WHAT THE TASK ASKS
Update the stretch of rows from the line containing "213L238 212L240 207L171" through the end of the rows by replacing "rough mask" with "coarse mask" and leaving everything else unchanged. Do not include the pictures in your answer.

::::::::::

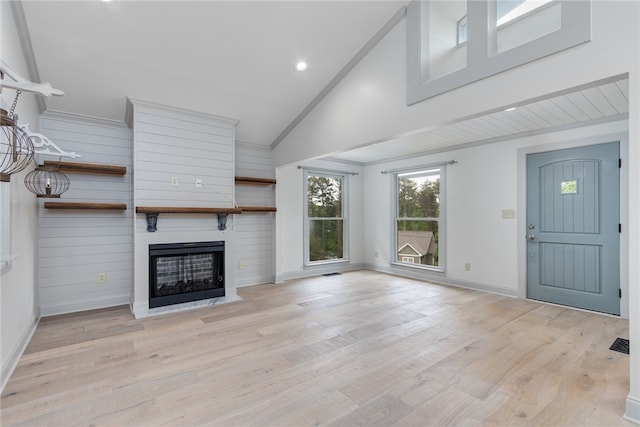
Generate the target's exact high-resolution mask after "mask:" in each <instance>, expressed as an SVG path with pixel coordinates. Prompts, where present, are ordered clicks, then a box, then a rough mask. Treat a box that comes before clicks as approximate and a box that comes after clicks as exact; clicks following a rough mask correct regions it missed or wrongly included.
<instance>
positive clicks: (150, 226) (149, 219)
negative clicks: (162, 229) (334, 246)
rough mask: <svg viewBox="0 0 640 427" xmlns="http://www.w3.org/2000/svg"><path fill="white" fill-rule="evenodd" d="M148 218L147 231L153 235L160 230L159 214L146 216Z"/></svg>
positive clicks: (145, 214) (147, 219)
mask: <svg viewBox="0 0 640 427" xmlns="http://www.w3.org/2000/svg"><path fill="white" fill-rule="evenodd" d="M145 216H146V217H147V231H148V232H149V233H153V232H154V231H156V230H157V229H158V227H157V226H158V214H157V213H147V214H145Z"/></svg>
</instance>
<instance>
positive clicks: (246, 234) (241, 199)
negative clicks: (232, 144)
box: [235, 143, 276, 286]
mask: <svg viewBox="0 0 640 427" xmlns="http://www.w3.org/2000/svg"><path fill="white" fill-rule="evenodd" d="M236 175H238V176H250V177H255V178H275V168H274V167H273V161H272V157H271V151H270V150H269V148H268V147H263V146H259V145H253V144H246V143H236ZM274 193H275V188H274V186H273V185H267V186H261V185H236V203H237V204H238V205H239V206H275V204H274V203H275V194H274ZM275 215H276V214H275V213H273V212H260V213H246V212H245V213H243V214H242V215H236V218H235V228H236V253H235V258H236V260H237V262H236V265H235V267H236V269H237V271H236V285H237V286H249V285H255V284H258V283H268V282H273V281H274V247H273V245H274V237H273V236H274V227H275Z"/></svg>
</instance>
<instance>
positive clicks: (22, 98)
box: [0, 2, 40, 389]
mask: <svg viewBox="0 0 640 427" xmlns="http://www.w3.org/2000/svg"><path fill="white" fill-rule="evenodd" d="M0 15H1V20H2V21H1V22H2V25H1V27H0V31H1V32H0V40H1V45H0V57H2V59H3V60H4V61H5V62H6V63H7V64H8V65H9V66H10V67H11V68H13V69H14V70H15V71H16V72H18V73H20V74H21V75H23V76H28V69H27V63H26V61H25V58H24V55H23V53H22V51H21V49H20V40H19V38H18V28H17V24H16V20H15V18H14V16H13V14H12V12H11V6H10V4H9V2H0ZM14 96H15V91H13V90H9V89H6V88H4V89H3V90H2V108H4V109H6V110H7V111H8V110H9V108H8V107H10V106H11V103H12V102H13V98H14ZM35 97H36V95H31V94H28V93H23V94H22V95H21V96H20V100H19V101H18V106H17V108H16V113H17V114H18V116H19V121H20V122H21V123H25V122H26V123H29V124H31V129H32V130H33V131H37V130H38V116H39V111H38V107H37V104H36V99H35ZM31 169H33V168H32V167H29V168H27V170H25V171H23V172H21V173H19V174H18V175H14V176H12V177H11V183H0V185H3V186H10V192H11V254H12V255H13V257H14V260H13V261H12V263H11V266H10V267H9V268H8V269H4V270H3V271H1V272H0V322H1V324H0V358H1V360H2V366H1V372H0V373H1V376H0V389H2V388H4V386H5V384H6V383H7V381H8V379H9V376H10V375H11V373H12V372H13V369H14V368H15V366H16V364H17V363H18V359H19V357H20V355H21V354H22V352H23V351H24V348H25V347H26V345H27V343H28V342H29V339H30V338H31V335H32V333H33V331H34V330H35V327H36V324H37V321H38V319H39V317H40V313H39V310H38V291H37V286H38V285H37V277H36V274H37V270H38V267H37V243H38V210H37V203H36V197H35V196H34V195H33V194H31V193H30V192H29V191H27V189H26V188H25V186H24V184H23V180H24V176H25V175H26V174H27V173H28V172H29V170H31ZM1 214H2V215H4V214H5V212H2V213H1ZM7 237H8V236H5V235H3V236H2V239H5V238H7Z"/></svg>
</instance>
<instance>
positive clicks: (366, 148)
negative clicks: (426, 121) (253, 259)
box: [331, 78, 629, 164]
mask: <svg viewBox="0 0 640 427" xmlns="http://www.w3.org/2000/svg"><path fill="white" fill-rule="evenodd" d="M628 112H629V80H628V78H624V79H621V80H617V81H612V82H606V83H601V84H598V85H596V86H593V87H588V88H580V89H576V90H574V91H570V92H568V93H563V94H559V95H551V96H549V97H547V98H545V99H542V100H535V101H531V102H528V103H526V104H524V105H521V106H518V107H517V108H516V109H515V110H513V111H502V110H500V111H496V112H492V113H489V114H483V115H480V116H478V117H474V118H471V119H469V120H465V121H461V122H458V123H453V124H449V125H446V126H442V127H439V128H436V129H431V130H426V131H424V132H417V133H414V134H411V135H409V136H404V137H401V138H396V139H392V140H390V141H385V142H381V143H377V144H373V145H370V146H367V147H362V148H358V149H355V150H350V151H348V152H344V153H340V154H337V155H332V156H331V158H332V159H335V160H342V161H348V162H355V163H360V164H372V163H377V162H383V161H388V160H391V159H400V158H405V157H410V156H415V155H418V154H426V153H436V152H440V151H446V150H451V149H452V148H455V147H462V146H469V145H473V144H480V143H489V142H495V141H499V140H503V139H506V138H512V137H513V136H514V135H522V136H524V135H530V134H533V133H540V132H547V131H550V130H557V129H566V128H569V127H578V126H584V125H587V124H590V123H594V122H602V121H609V120H619V119H623V118H625V117H626V115H627V114H628Z"/></svg>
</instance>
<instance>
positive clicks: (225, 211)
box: [136, 206, 242, 214]
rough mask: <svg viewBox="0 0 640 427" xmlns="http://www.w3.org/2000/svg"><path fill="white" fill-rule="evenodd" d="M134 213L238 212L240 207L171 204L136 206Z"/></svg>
mask: <svg viewBox="0 0 640 427" xmlns="http://www.w3.org/2000/svg"><path fill="white" fill-rule="evenodd" d="M136 213H144V214H160V213H183V214H240V213H242V209H240V208H189V207H173V206H136Z"/></svg>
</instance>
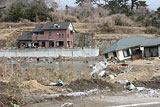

::::::::::

EXERCISE RESULT
coarse mask: <svg viewBox="0 0 640 427" xmlns="http://www.w3.org/2000/svg"><path fill="white" fill-rule="evenodd" d="M134 213L238 212L240 207L171 204L136 206Z"/></svg>
mask: <svg viewBox="0 0 640 427" xmlns="http://www.w3.org/2000/svg"><path fill="white" fill-rule="evenodd" d="M136 213H144V214H160V213H183V214H240V213H242V209H240V208H189V207H173V206H136Z"/></svg>
</instance>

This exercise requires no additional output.